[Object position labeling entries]
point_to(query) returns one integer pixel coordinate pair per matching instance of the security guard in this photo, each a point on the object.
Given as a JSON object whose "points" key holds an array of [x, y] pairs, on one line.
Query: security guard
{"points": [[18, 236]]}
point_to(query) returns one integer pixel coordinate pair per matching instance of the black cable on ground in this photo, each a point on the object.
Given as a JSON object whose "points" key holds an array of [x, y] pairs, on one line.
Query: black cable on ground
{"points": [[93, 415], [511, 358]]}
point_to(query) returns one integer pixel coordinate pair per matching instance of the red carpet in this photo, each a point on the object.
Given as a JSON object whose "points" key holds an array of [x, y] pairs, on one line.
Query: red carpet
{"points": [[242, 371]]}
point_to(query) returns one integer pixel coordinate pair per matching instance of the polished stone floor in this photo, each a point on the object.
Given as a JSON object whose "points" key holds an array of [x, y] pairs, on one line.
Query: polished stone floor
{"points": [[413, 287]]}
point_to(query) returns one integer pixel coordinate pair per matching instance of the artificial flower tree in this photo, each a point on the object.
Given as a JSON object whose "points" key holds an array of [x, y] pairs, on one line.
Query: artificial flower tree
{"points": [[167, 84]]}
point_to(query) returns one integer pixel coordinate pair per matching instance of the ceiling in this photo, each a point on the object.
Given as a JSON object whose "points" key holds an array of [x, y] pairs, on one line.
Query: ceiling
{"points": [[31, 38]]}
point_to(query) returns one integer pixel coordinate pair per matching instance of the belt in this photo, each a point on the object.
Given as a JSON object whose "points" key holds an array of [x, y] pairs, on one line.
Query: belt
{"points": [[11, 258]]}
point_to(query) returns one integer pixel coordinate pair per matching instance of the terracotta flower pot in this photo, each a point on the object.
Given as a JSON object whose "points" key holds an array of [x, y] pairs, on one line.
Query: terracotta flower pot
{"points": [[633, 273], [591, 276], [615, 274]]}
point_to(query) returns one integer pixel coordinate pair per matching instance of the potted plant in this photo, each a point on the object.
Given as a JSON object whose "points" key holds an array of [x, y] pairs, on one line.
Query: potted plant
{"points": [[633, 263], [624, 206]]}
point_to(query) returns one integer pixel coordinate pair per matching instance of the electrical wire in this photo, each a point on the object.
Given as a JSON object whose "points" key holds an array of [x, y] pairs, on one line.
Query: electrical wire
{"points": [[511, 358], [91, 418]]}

STATED EXERCISE
Print the complete listing again, exactly as it stands.

WRITTEN ANSWER
point_to(query) returns one integer pixel coordinate pair per matching instance of the security guard in this photo, each a point on the object.
Given as a JSON object whose "points" key holds an array of [x, y] pairs, on one line.
Query: security guard
{"points": [[18, 236]]}
point_to(query) returns one integer pixel coordinate pair per matching instance of the black cable on ground in this photo, each a point on the object.
Given as a JSON object whose "points" key holds an array of [x, y] pairs, on one line.
Query: black cable on ground
{"points": [[93, 415], [511, 358]]}
point_to(query) returns one integer pixel coordinate pair per matching instance of the red carpet in this photo, each a point on the object.
Given as a JSON object whose "points" key holds an array of [x, y] pairs, on one line.
Query: red carpet
{"points": [[242, 371]]}
point_to(query) returns one integer pixel coordinate pair per matching instance of the polished stone floor in this photo, each a point on the object.
Given as a JSON object whose "points" key holds an array of [x, y] pairs, on one line.
Query: polished stone floor
{"points": [[413, 287]]}
point_to(query) returns one integer pixel coordinate pair per matching instance of the artificial flower tree in this photo, each a point on the object.
Given as a JSON object whose "points" key holds an array of [x, y] pairs, on one line.
Query: artificial flower tree
{"points": [[167, 84]]}
point_to(query) returns one integer pixel coordinate pair per matching instance of the ceiling in this photo, each a point on the object.
Given as a JSON object whose "points" key holds an array of [x, y] pairs, on one line.
Query: ceiling
{"points": [[31, 38]]}
point_to(query) returns one integer pixel coordinate pair per matching instance of the belt in this photo, each a point on the object.
Given as a JSON object whose "points" key holds an array of [x, y] pairs, on one line.
Query: belt
{"points": [[11, 258]]}
point_to(query) returns one integer pixel coordinate pair per matching instance of the terracotta flower pot in this photo, each a point on the object.
Given as a JSON object whose "points" key holds an array of [x, y] pairs, on one line.
Query: terracotta flower pot
{"points": [[633, 273], [591, 276], [615, 274]]}
point_to(query) returns one integer pixel coordinate pair per matching instance of the potted plant in this photo, each a point on the object.
Given as a JSON object whose "points" key holds an array of [x, y] pairs, on one line.
Query: potted plant
{"points": [[633, 263], [624, 206]]}
point_to(query) returns one integer pixel coordinate pair per matching instance of the electrical wire in this photo, each a point on the object.
Given as a JSON object whose "points" key holds an array of [x, y] pairs, on one line.
Query: electrical wire
{"points": [[511, 358], [91, 418]]}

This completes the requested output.